**YOUR GOAL**. Write the next part of the blog post about the night escape on a military survival course, picking up after its final sentence.

**EXCERPT TO READ**.
To get your own copy of the DNA Series, click on the image above to go to my web site...

Alex Douglas-Kane shares her experiences and understanding of Discover Nature Awareness

Monday, 19 October 2009

Listen to what the Blackbird is telling you...

I attended a military survival course in southern Germany many years ago, and it was during the escape and evasion phase that I had become aware of something about myself.

It was between two and three in the morning we had been on the run from a live enemy for about two days, the moon was full and was casting shadows over the surrounding countryside the air was crisp.

Sometimes when I reflect back on these particular moments, out in the wilds of our countryside late into the night, they are moments of magic. You feel you are the only people around, but of course you are not, there are the guys in your patrol and there is the odd farmhouse light in the distance, and on this occasion a church clock was chiming in the distance.

It is during this time that your senses are heightened as there was a live enemy out looking for us, they would normally be deployed ahead, on major junctions and searching the odd woodland trying to cut us off at the pass, as we found out later they had been searching the wrong area for three days.

**GIVEN ENTRIES**.
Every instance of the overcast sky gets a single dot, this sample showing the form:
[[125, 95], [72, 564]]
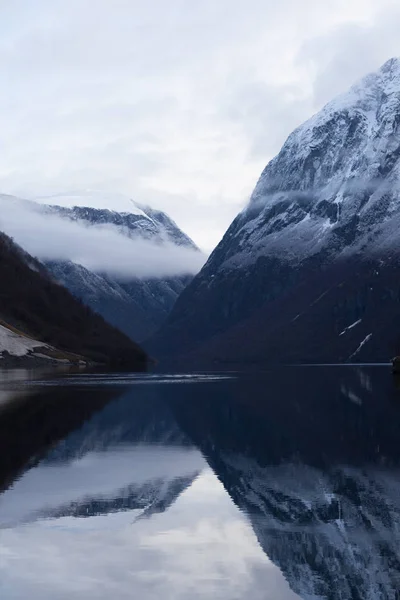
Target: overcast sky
[[178, 103]]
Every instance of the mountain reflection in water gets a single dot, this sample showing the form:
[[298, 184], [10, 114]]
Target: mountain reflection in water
[[280, 485]]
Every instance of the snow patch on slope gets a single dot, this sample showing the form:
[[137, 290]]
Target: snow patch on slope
[[17, 345]]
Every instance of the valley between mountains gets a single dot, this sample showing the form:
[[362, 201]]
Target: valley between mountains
[[308, 272]]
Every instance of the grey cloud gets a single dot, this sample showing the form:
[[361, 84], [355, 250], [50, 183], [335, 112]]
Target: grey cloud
[[172, 99], [101, 249], [350, 51]]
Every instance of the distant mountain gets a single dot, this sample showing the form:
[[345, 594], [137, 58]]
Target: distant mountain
[[40, 318], [309, 271], [137, 306]]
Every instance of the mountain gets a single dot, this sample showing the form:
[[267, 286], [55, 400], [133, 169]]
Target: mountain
[[33, 307], [309, 270], [136, 305]]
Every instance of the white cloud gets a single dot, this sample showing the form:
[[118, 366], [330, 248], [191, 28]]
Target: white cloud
[[178, 104], [101, 249]]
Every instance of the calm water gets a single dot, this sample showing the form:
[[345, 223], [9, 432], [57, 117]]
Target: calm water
[[276, 486]]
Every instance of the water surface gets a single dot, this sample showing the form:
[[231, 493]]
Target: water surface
[[275, 486]]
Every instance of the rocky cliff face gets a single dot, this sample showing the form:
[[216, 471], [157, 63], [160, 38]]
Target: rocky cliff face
[[314, 252], [137, 306]]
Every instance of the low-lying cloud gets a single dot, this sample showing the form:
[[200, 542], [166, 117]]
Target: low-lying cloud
[[103, 249]]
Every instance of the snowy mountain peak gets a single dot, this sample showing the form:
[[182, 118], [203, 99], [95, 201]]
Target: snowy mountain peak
[[335, 182]]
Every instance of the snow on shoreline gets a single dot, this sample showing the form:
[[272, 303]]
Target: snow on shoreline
[[15, 344]]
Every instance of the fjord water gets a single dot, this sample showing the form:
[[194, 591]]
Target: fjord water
[[265, 486]]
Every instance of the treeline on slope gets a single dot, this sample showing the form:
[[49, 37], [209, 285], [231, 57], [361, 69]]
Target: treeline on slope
[[31, 301]]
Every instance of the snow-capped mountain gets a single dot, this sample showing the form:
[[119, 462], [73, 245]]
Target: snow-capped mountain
[[136, 305], [315, 250]]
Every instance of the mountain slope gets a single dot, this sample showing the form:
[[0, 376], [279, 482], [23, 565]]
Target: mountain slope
[[324, 214], [137, 306], [32, 302]]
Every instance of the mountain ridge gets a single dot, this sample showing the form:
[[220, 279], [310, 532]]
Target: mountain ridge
[[328, 201]]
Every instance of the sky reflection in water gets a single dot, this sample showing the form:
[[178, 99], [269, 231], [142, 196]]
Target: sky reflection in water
[[280, 486]]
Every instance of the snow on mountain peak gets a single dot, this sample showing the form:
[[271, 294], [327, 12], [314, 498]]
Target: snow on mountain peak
[[335, 182]]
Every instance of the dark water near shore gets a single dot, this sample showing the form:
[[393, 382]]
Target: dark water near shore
[[273, 486]]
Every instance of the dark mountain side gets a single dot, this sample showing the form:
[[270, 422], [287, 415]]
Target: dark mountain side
[[325, 210], [32, 302], [349, 312], [137, 306]]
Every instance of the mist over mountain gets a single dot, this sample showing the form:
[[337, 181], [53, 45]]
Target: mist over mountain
[[129, 267], [41, 320], [309, 270]]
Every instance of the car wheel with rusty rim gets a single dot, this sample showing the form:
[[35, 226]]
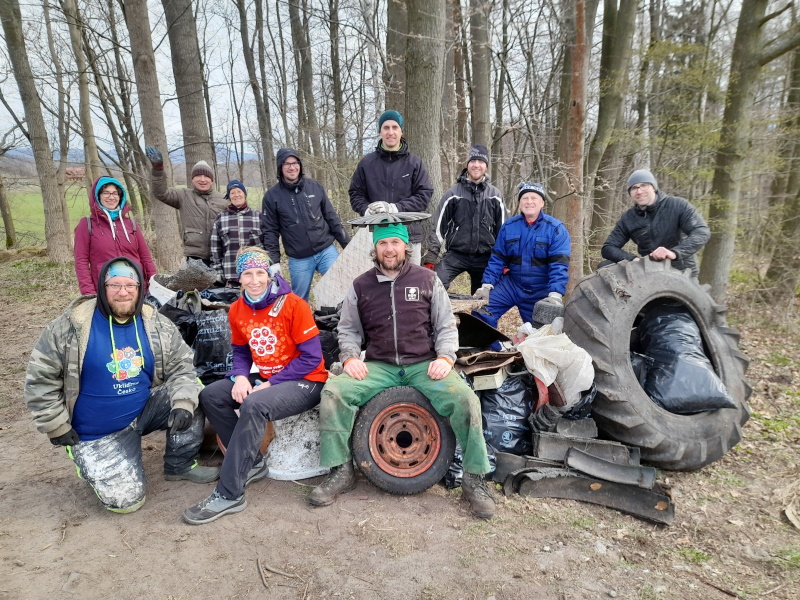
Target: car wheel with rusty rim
[[599, 317], [400, 443]]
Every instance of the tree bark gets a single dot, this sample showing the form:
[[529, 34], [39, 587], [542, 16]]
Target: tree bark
[[168, 241], [189, 83], [58, 239], [481, 81], [91, 155], [747, 59]]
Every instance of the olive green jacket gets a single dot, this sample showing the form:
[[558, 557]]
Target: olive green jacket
[[53, 379]]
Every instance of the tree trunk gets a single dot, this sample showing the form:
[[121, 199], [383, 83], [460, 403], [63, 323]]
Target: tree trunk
[[58, 244], [168, 241], [188, 73], [425, 80], [395, 72], [262, 110], [481, 81], [569, 181], [90, 153], [746, 61]]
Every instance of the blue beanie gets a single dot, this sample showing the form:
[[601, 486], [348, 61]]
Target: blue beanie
[[235, 183], [390, 115]]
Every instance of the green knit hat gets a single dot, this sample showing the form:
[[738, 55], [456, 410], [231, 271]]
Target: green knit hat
[[384, 230]]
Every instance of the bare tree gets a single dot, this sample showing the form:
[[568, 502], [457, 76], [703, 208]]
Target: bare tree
[[58, 239]]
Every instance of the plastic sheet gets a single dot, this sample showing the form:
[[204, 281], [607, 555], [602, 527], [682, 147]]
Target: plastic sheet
[[681, 378]]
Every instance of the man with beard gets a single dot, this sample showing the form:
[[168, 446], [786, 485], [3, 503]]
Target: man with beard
[[108, 371], [404, 315]]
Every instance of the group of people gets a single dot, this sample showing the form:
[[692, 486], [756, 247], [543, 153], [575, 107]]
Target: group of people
[[111, 369]]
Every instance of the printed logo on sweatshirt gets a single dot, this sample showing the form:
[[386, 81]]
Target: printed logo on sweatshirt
[[130, 365], [263, 341]]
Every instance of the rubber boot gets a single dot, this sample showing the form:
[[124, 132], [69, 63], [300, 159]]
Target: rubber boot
[[341, 480], [476, 492]]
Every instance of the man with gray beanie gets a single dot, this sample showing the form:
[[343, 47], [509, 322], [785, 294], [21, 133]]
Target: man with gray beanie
[[198, 204], [467, 220], [663, 227], [391, 180]]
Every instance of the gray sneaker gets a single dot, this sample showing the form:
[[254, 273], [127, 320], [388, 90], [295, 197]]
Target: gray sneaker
[[212, 508], [257, 471]]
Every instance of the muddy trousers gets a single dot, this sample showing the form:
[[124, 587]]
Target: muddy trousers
[[450, 397], [112, 464], [241, 435]]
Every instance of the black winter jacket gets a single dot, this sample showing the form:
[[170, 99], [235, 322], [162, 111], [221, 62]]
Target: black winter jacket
[[467, 219], [670, 222], [301, 214], [399, 178]]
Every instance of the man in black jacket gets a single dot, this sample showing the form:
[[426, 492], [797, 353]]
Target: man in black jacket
[[391, 180], [466, 222], [663, 227], [298, 210]]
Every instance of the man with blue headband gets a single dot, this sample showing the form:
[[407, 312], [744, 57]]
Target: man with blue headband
[[402, 314], [108, 371]]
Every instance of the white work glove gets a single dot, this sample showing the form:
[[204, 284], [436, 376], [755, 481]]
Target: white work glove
[[380, 207], [553, 298], [482, 293]]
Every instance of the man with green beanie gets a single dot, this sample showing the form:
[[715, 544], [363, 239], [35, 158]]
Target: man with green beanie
[[403, 314], [391, 180]]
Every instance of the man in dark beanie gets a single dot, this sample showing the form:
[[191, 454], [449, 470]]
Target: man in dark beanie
[[298, 210], [198, 204], [108, 371], [466, 222], [391, 180], [663, 227]]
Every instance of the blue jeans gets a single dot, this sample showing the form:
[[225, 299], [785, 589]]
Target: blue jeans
[[301, 270]]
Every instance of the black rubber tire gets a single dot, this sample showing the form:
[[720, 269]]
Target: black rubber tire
[[599, 316], [369, 465]]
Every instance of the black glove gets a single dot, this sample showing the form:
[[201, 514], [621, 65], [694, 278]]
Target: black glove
[[179, 420], [67, 439], [155, 157]]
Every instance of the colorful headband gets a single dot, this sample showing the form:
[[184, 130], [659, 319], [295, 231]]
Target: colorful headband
[[252, 260]]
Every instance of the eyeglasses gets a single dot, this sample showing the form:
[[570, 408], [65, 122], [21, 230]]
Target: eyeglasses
[[117, 287]]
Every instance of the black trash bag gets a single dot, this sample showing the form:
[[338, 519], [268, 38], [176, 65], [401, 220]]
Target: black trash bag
[[681, 378], [452, 479], [505, 414], [212, 346], [583, 408], [185, 320], [220, 295]]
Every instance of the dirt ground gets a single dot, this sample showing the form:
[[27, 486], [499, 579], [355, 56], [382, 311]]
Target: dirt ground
[[730, 538]]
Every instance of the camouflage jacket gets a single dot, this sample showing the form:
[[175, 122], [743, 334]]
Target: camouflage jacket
[[52, 381]]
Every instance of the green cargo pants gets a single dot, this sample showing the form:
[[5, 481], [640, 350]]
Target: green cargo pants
[[450, 397]]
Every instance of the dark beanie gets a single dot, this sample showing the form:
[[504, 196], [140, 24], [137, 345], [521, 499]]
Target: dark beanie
[[235, 183], [201, 168], [390, 115], [641, 176], [478, 152]]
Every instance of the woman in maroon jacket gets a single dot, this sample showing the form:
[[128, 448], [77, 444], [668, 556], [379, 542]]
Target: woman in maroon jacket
[[106, 233]]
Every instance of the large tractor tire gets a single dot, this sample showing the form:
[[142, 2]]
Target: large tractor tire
[[599, 317], [400, 443]]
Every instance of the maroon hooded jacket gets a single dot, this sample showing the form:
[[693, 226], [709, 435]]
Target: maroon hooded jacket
[[113, 234]]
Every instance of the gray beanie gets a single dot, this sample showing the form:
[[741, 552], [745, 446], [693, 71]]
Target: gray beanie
[[641, 176]]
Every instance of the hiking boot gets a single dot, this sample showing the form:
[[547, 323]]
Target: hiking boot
[[197, 474], [258, 471], [476, 492], [212, 508], [341, 480]]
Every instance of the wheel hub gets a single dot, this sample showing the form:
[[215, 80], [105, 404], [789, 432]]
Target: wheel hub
[[404, 440]]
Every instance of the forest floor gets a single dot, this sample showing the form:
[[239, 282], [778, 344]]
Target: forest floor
[[730, 538]]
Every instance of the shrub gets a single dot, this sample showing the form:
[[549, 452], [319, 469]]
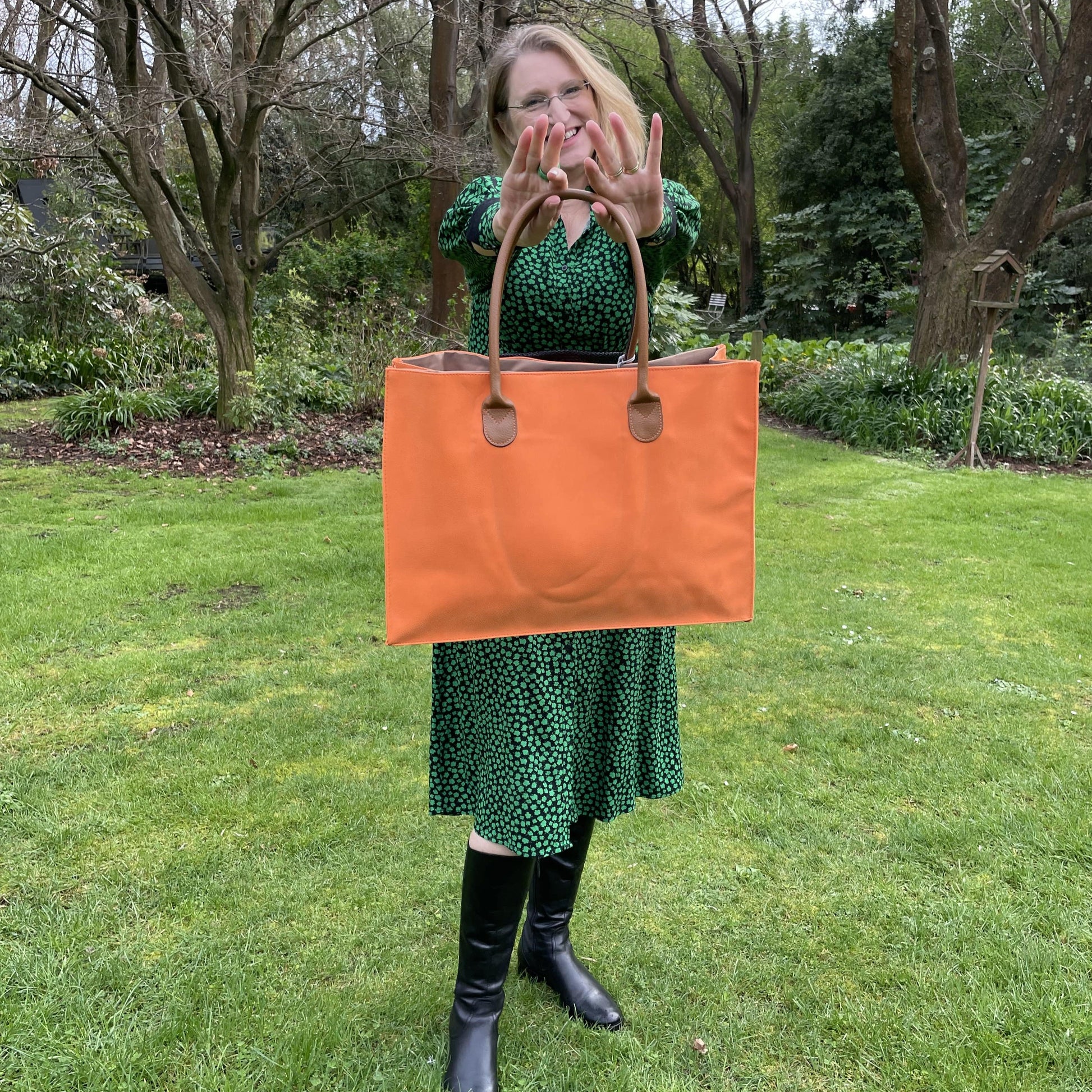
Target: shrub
[[676, 327], [102, 411], [195, 393], [873, 397]]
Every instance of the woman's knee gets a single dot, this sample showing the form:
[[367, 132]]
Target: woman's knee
[[483, 846]]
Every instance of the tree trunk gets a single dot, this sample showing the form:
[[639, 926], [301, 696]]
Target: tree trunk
[[234, 330], [444, 182], [746, 210], [447, 274], [947, 325], [933, 152]]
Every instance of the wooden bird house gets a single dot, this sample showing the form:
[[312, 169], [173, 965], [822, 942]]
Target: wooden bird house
[[998, 279]]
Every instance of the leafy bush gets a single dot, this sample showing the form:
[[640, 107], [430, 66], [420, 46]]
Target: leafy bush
[[195, 393], [102, 411], [873, 397], [676, 325]]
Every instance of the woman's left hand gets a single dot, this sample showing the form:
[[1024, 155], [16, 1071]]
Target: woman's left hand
[[637, 189]]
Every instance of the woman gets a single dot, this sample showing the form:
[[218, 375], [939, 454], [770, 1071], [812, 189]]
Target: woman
[[539, 736]]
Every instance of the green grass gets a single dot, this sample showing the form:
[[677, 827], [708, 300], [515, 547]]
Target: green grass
[[240, 887]]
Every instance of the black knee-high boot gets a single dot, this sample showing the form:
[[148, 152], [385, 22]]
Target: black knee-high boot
[[545, 952], [495, 888]]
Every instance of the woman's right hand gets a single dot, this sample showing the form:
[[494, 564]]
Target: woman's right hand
[[522, 182]]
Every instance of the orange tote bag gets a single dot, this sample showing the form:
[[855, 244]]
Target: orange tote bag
[[530, 496]]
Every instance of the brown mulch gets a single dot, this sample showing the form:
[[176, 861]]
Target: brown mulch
[[324, 442], [1082, 467]]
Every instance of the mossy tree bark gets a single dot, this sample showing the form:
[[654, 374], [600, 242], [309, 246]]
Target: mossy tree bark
[[933, 152]]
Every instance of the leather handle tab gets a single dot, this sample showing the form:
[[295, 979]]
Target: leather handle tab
[[646, 411]]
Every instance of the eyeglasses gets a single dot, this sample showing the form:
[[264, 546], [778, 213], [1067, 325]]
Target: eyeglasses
[[570, 94]]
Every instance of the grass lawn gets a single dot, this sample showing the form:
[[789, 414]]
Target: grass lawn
[[218, 873]]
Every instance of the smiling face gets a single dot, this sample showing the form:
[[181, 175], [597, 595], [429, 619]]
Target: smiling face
[[542, 75]]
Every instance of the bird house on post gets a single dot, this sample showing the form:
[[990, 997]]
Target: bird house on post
[[998, 279]]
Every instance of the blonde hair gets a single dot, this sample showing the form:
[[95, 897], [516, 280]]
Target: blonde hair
[[611, 94]]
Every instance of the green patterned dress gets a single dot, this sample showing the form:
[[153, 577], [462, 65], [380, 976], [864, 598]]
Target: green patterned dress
[[530, 733]]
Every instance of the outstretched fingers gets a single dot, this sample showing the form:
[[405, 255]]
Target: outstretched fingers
[[538, 143], [629, 157], [608, 161], [655, 145], [522, 148], [552, 155]]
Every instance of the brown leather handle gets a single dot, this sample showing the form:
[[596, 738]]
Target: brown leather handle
[[498, 414]]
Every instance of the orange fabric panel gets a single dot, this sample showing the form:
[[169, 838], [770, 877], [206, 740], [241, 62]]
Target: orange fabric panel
[[575, 525]]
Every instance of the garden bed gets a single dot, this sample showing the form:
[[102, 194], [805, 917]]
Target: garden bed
[[194, 446], [1082, 466]]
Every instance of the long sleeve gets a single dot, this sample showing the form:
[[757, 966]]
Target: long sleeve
[[466, 231], [675, 237]]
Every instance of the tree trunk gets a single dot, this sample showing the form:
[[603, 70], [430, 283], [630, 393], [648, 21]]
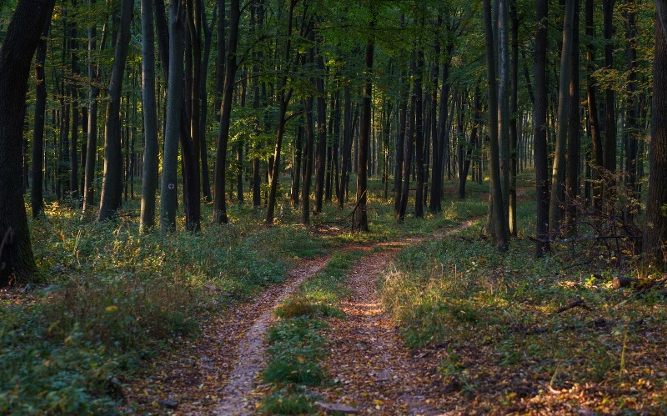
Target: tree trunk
[[557, 200], [36, 195], [168, 185], [111, 198], [655, 231], [149, 110], [572, 167], [499, 223], [610, 110], [594, 124], [361, 216], [17, 263], [220, 177]]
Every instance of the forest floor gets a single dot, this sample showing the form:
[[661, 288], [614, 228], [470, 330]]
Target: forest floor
[[373, 371]]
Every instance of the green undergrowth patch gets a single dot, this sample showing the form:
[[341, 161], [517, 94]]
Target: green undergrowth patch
[[511, 329], [298, 340], [110, 297]]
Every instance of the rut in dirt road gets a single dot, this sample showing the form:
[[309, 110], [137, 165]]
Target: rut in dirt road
[[251, 349]]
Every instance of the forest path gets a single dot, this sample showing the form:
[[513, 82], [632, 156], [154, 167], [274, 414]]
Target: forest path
[[373, 370], [216, 373]]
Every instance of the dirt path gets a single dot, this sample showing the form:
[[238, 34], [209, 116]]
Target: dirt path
[[372, 369], [251, 349], [215, 374]]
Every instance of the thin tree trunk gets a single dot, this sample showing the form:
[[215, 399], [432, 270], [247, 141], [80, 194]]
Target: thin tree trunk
[[557, 199], [16, 56], [36, 195], [149, 110], [498, 210], [219, 201], [111, 198], [361, 216], [168, 186]]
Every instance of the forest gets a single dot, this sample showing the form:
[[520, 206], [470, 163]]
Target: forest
[[333, 207]]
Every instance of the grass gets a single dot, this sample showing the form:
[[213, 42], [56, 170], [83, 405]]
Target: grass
[[298, 341], [109, 298]]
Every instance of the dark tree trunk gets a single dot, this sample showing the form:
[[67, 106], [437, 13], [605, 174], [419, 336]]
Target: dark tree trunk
[[17, 264], [419, 136], [361, 216], [219, 201], [149, 110], [499, 223], [597, 161], [111, 198], [308, 161], [36, 195], [655, 231], [321, 149], [610, 108], [540, 140], [572, 167]]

**RESULT OF THE EXERCISE**.
On this particular night I had been alerted by the alarm call of a blackbird that something or someone was close by, I alerted my patrol to this and I was completely dismissed. As we continued our journey I was still aware of the alarm calls being given off by the local wildlife which was always behind us, I was convinced that we were being tracked by special forces, as this was a special forces school the course was being run by. It was never confirmed if we were being followed or not. However, I trusted my senses completely and later an event took place which allowed me to confirm my trust in my instincts.

As our patrol moved on I became aware to the fact that we were beginning to walk in circles, perhaps because we were tired. I drew this to the attention of the rest of the patrol and suggested that we camp for the rest of the night until daylight when we would be better able to get a fix on our location. They inquired as to how I knew this as I had not got the map.

I replied by saying that the chimes from the church clock were at first on our left flank and that it had moved around to our front and was now to our rear, indicating that we were moving in the wrong direction and as we were in very dense pine forest and I for one could not see my hand in front of my face, it made sense to hunker down until dawn when we could get a better fix on our position.

This ended up in heated discussion and split the patrol down the middle we eventually decided to stay put until dawn, so we brewed up and eat a little, then dawn came. As we moved off we discovered that not more than fifty metres away from where we had stopped was a ten to fifteen metre drop onto a hard surface and perhaps we had avoided a potential accident from occurring.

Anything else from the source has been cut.